Point-per-instance localization data

━━━━

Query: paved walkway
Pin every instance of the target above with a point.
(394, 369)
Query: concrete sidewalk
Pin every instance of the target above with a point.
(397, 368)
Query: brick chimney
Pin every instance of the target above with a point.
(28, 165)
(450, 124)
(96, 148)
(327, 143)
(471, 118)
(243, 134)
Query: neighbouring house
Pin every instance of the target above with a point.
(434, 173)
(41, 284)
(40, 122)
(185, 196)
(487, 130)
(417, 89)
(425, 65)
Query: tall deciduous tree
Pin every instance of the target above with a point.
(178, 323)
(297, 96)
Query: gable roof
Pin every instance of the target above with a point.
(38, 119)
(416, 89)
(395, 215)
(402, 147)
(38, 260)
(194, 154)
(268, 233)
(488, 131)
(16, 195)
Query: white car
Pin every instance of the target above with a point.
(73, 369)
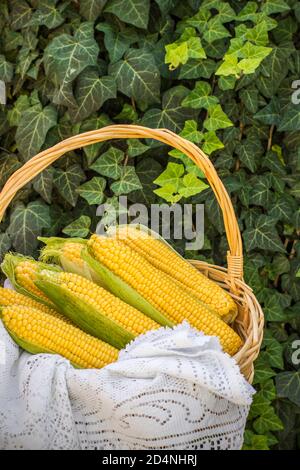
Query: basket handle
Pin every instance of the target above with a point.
(45, 158)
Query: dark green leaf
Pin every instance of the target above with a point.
(79, 228)
(91, 92)
(26, 224)
(5, 244)
(34, 124)
(135, 12)
(109, 163)
(43, 184)
(93, 190)
(67, 56)
(91, 9)
(117, 42)
(288, 386)
(137, 76)
(128, 182)
(67, 182)
(263, 236)
(173, 115)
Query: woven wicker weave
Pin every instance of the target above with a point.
(249, 323)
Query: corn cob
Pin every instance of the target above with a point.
(9, 297)
(58, 249)
(158, 289)
(161, 255)
(93, 308)
(22, 272)
(66, 252)
(40, 332)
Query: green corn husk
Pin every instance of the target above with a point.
(83, 314)
(121, 289)
(53, 252)
(9, 265)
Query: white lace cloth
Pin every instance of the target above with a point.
(170, 389)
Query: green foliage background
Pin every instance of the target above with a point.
(220, 73)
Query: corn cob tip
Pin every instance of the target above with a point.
(22, 271)
(38, 332)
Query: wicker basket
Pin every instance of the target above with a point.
(249, 323)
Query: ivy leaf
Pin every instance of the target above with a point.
(263, 236)
(5, 244)
(67, 182)
(250, 152)
(194, 69)
(147, 171)
(259, 405)
(136, 147)
(8, 165)
(93, 190)
(270, 114)
(137, 76)
(191, 185)
(135, 12)
(128, 182)
(215, 30)
(79, 227)
(14, 115)
(172, 115)
(190, 131)
(263, 371)
(34, 124)
(169, 193)
(20, 14)
(275, 353)
(252, 57)
(268, 421)
(128, 113)
(91, 9)
(109, 163)
(229, 66)
(171, 175)
(117, 42)
(199, 97)
(177, 54)
(211, 142)
(249, 97)
(47, 14)
(288, 386)
(6, 70)
(267, 389)
(26, 224)
(92, 151)
(260, 194)
(43, 184)
(274, 6)
(91, 92)
(66, 56)
(225, 12)
(290, 120)
(217, 119)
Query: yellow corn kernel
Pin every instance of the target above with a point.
(163, 257)
(106, 303)
(38, 331)
(10, 297)
(161, 290)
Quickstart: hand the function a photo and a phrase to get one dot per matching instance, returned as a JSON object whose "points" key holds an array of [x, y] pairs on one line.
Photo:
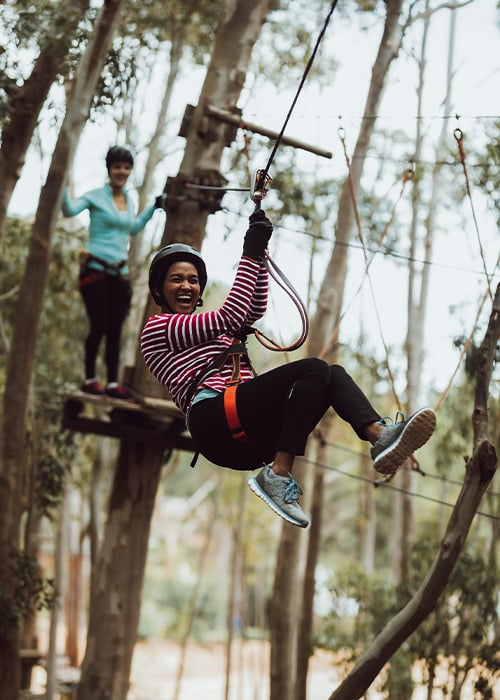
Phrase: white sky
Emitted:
{"points": [[455, 278]]}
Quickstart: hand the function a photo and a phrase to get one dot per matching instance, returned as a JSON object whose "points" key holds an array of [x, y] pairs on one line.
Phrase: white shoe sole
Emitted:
{"points": [[259, 491], [415, 434]]}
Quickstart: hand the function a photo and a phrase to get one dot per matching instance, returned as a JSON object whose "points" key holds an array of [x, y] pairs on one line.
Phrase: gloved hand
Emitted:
{"points": [[161, 200], [258, 235]]}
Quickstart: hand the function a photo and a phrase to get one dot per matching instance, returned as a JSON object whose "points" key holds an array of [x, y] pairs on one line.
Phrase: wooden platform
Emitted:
{"points": [[156, 421]]}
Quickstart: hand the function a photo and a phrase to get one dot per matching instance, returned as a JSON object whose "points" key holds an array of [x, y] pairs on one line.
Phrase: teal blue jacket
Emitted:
{"points": [[109, 227]]}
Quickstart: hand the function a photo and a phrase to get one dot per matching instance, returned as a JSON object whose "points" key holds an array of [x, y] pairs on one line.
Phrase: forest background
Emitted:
{"points": [[182, 600]]}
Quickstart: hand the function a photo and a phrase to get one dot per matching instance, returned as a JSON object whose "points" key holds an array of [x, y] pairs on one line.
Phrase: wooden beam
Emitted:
{"points": [[130, 432], [224, 116]]}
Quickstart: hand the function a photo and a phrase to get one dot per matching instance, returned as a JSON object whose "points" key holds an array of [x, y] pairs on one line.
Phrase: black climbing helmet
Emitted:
{"points": [[118, 154], [166, 257]]}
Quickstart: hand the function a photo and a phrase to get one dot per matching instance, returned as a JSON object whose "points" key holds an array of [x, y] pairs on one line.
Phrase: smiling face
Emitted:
{"points": [[181, 287], [118, 174]]}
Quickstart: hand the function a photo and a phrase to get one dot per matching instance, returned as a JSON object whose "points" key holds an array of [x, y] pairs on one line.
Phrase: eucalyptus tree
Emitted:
{"points": [[14, 425], [48, 31], [117, 584]]}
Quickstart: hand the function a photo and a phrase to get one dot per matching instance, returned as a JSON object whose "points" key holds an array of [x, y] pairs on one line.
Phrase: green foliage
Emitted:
{"points": [[463, 626], [31, 592], [59, 353]]}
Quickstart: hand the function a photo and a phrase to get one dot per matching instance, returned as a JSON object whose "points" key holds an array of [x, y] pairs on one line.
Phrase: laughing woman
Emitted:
{"points": [[239, 420]]}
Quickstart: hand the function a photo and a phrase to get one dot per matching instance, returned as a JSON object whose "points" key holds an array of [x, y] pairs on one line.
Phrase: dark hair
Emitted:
{"points": [[166, 257], [119, 154]]}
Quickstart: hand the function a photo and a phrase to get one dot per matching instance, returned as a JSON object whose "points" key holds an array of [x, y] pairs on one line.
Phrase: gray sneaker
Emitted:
{"points": [[281, 494], [399, 440]]}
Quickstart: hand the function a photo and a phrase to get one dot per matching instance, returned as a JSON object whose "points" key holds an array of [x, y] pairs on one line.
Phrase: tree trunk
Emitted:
{"points": [[118, 576], [28, 100], [330, 304], [27, 315], [104, 677], [480, 469]]}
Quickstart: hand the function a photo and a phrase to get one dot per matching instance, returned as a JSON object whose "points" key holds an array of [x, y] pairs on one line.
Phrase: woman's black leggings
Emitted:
{"points": [[278, 410], [107, 301]]}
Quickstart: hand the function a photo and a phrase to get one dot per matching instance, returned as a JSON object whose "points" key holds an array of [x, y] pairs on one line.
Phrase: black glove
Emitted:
{"points": [[161, 200], [258, 235]]}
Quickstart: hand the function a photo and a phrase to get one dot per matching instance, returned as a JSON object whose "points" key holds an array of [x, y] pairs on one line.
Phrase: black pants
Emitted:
{"points": [[278, 410], [107, 302]]}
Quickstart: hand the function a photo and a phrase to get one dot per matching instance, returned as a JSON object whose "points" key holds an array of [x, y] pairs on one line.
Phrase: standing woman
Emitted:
{"points": [[241, 421], [103, 279]]}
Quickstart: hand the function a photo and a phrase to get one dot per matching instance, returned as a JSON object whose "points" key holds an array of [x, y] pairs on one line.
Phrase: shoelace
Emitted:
{"points": [[292, 490], [387, 420]]}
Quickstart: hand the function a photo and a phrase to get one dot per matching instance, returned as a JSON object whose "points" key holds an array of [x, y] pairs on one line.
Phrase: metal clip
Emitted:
{"points": [[259, 187]]}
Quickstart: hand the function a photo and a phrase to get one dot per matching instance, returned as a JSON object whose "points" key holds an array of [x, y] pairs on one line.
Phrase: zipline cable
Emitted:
{"points": [[301, 84], [458, 134], [257, 192]]}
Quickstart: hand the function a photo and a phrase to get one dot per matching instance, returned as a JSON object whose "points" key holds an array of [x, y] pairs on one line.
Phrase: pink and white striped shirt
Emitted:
{"points": [[178, 348]]}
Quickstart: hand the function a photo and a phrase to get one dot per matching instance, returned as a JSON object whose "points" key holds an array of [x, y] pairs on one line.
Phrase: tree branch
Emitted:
{"points": [[479, 471]]}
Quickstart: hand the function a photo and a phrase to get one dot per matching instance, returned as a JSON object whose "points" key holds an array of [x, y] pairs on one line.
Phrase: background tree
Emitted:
{"points": [[20, 359], [54, 27]]}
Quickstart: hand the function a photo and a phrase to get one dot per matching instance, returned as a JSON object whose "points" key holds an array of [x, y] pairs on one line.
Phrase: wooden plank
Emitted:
{"points": [[140, 404], [129, 431]]}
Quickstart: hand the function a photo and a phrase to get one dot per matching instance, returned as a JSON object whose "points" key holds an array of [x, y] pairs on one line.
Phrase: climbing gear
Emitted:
{"points": [[233, 420], [162, 261], [400, 438], [259, 186], [281, 494], [85, 257]]}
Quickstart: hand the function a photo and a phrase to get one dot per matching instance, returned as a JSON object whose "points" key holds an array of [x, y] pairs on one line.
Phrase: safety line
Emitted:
{"points": [[399, 489], [458, 134], [324, 350], [301, 84], [466, 345]]}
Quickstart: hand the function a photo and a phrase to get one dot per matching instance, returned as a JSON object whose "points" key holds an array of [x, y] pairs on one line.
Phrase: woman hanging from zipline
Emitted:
{"points": [[242, 421]]}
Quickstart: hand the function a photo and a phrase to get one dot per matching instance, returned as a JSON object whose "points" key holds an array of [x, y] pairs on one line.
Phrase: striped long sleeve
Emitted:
{"points": [[178, 348]]}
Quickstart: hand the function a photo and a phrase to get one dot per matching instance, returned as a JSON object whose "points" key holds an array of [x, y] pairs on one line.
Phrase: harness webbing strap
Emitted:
{"points": [[233, 420]]}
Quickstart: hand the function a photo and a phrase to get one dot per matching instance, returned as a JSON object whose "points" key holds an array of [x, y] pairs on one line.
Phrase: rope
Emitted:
{"points": [[263, 175], [294, 101], [367, 273], [458, 134], [287, 286]]}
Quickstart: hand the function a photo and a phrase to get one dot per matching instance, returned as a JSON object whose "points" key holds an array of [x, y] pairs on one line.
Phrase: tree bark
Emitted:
{"points": [[104, 677], [332, 289], [479, 471], [28, 99], [20, 359], [118, 577]]}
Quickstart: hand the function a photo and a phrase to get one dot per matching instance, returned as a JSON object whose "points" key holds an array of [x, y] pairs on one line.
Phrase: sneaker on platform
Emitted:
{"points": [[400, 439], [281, 493], [115, 391], [92, 386]]}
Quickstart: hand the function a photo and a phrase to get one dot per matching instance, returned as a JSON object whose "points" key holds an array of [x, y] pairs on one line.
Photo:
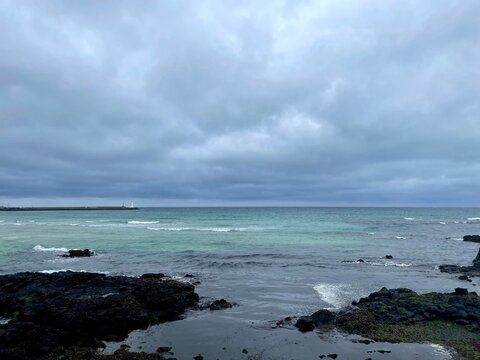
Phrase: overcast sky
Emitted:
{"points": [[330, 102]]}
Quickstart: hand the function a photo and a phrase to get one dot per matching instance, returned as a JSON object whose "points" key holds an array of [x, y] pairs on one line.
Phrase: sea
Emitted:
{"points": [[270, 262]]}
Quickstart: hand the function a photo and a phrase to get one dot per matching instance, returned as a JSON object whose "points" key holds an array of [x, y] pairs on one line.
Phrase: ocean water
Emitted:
{"points": [[270, 262]]}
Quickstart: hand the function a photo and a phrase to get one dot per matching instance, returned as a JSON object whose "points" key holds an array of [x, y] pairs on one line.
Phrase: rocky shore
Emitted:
{"points": [[402, 315], [48, 313]]}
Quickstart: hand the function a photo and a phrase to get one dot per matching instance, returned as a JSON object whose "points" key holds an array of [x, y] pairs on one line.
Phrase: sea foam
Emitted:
{"points": [[337, 295], [142, 222], [41, 248], [207, 229]]}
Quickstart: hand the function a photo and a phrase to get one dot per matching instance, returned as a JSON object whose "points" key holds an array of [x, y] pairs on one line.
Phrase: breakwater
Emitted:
{"points": [[66, 208]]}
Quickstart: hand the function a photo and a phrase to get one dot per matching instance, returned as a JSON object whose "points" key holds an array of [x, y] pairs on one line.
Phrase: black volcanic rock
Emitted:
{"points": [[219, 305], [79, 309], [397, 306], [472, 238], [305, 323]]}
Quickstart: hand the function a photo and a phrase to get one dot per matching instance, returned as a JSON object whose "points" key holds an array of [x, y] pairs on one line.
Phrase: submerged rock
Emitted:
{"points": [[79, 309], [219, 305]]}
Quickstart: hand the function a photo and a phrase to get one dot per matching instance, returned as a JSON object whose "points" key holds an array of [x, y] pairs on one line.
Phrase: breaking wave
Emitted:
{"points": [[211, 229], [142, 222], [41, 248], [337, 295], [63, 270]]}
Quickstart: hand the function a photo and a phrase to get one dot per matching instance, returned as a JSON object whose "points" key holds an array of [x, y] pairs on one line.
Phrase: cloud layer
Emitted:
{"points": [[371, 102]]}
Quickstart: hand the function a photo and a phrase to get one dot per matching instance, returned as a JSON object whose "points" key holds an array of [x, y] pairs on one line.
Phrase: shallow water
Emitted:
{"points": [[272, 262]]}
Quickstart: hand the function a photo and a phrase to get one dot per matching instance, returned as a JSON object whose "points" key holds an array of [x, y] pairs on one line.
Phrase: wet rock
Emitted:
{"points": [[79, 253], [472, 238], [461, 291], [323, 317], [64, 309], [219, 305], [305, 323], [156, 276]]}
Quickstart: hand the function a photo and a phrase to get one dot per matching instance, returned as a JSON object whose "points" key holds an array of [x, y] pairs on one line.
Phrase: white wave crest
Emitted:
{"points": [[212, 229], [337, 295], [63, 270], [142, 222], [41, 248], [390, 263]]}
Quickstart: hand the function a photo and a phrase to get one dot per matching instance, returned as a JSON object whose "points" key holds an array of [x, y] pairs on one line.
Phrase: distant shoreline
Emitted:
{"points": [[66, 208]]}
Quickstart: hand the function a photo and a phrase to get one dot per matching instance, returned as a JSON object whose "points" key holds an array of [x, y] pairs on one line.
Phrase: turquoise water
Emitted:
{"points": [[272, 262]]}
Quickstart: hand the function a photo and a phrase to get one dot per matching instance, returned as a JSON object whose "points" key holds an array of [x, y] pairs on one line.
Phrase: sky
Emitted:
{"points": [[198, 103]]}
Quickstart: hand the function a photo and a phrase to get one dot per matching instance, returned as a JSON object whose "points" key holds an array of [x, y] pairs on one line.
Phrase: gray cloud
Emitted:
{"points": [[309, 102]]}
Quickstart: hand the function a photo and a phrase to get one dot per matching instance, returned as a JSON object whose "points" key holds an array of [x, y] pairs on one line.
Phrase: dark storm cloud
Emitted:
{"points": [[321, 102]]}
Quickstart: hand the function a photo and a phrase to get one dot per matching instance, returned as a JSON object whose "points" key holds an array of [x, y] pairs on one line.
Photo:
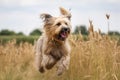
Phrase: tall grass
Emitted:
{"points": [[95, 59]]}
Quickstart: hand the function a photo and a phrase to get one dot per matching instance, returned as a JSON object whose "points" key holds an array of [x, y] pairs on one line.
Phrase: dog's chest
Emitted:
{"points": [[56, 51]]}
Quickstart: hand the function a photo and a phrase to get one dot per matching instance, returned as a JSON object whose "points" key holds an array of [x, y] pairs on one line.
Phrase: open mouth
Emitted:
{"points": [[63, 34]]}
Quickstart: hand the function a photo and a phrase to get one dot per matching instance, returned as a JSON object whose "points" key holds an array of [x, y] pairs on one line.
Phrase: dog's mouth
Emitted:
{"points": [[64, 34]]}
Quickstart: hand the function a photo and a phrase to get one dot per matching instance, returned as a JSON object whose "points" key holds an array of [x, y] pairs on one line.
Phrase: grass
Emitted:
{"points": [[96, 59]]}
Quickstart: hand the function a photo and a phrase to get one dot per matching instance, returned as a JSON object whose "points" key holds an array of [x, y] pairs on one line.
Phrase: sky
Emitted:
{"points": [[24, 15]]}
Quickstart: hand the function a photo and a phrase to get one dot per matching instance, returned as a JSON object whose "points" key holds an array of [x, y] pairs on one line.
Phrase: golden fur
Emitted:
{"points": [[53, 46]]}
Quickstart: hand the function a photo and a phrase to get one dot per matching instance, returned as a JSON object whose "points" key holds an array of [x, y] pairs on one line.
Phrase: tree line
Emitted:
{"points": [[78, 29]]}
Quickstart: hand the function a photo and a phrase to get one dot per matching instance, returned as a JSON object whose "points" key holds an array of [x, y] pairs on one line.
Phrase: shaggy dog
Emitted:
{"points": [[53, 46]]}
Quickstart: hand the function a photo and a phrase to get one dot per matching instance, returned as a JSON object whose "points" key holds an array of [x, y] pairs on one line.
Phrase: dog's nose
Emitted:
{"points": [[66, 29]]}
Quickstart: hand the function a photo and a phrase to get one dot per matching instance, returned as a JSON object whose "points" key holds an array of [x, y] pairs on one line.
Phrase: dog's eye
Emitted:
{"points": [[66, 23], [58, 24]]}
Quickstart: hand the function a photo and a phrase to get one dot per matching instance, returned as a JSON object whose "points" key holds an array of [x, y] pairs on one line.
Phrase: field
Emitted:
{"points": [[98, 58]]}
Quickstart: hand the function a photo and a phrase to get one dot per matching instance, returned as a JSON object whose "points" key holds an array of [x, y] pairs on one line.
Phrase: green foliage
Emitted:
{"points": [[81, 29], [36, 32], [19, 39], [7, 32]]}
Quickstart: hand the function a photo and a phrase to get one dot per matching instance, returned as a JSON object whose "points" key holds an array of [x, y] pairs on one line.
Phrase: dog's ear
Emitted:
{"points": [[45, 17], [65, 13]]}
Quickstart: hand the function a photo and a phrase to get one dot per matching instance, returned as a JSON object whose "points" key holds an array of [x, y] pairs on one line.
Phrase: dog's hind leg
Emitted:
{"points": [[63, 64]]}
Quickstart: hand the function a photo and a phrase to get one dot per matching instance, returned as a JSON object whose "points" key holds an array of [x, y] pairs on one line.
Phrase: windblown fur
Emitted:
{"points": [[52, 48]]}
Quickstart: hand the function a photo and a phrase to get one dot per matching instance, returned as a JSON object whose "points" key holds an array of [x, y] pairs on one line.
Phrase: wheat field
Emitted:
{"points": [[98, 58]]}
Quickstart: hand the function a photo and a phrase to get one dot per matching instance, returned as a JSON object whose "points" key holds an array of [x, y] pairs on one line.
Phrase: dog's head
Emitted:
{"points": [[57, 28]]}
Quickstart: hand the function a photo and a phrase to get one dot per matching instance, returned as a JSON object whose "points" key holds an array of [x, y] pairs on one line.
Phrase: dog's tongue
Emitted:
{"points": [[63, 35]]}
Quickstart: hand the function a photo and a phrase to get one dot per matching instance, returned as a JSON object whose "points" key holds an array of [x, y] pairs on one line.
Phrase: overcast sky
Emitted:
{"points": [[24, 15]]}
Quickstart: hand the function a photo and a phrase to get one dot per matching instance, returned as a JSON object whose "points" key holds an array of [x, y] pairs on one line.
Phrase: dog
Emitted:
{"points": [[52, 48]]}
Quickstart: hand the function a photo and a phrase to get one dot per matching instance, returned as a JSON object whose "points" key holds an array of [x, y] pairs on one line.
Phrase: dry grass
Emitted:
{"points": [[95, 59]]}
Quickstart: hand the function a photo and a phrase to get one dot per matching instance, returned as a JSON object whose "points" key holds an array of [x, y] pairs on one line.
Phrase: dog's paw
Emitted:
{"points": [[41, 70]]}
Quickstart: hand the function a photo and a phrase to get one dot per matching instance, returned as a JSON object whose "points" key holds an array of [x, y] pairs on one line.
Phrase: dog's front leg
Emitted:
{"points": [[63, 64]]}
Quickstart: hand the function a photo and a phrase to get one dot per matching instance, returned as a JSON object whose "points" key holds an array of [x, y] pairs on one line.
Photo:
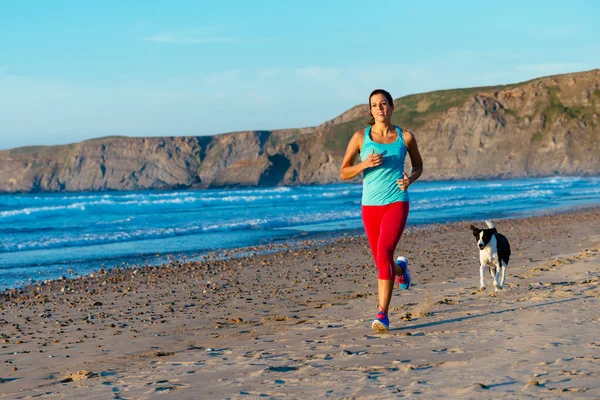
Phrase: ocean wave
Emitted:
{"points": [[156, 233], [438, 203]]}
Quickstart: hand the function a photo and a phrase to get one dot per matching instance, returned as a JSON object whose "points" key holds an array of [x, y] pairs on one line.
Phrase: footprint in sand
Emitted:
{"points": [[453, 350]]}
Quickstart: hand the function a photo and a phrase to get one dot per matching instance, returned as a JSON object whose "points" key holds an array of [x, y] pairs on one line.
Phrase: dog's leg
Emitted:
{"points": [[481, 280], [496, 276], [503, 276]]}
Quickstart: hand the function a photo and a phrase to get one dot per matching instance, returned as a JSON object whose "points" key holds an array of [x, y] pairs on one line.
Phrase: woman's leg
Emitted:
{"points": [[392, 225]]}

━━━━

▶ **PROBLEM TO SOLVE**
From the records above, pick out and copy each line holding the word "wave".

▶ **EXERCISE SOLUTION**
Phrase: breaking wave
Phrase: white wave crest
Phrase: ocean wave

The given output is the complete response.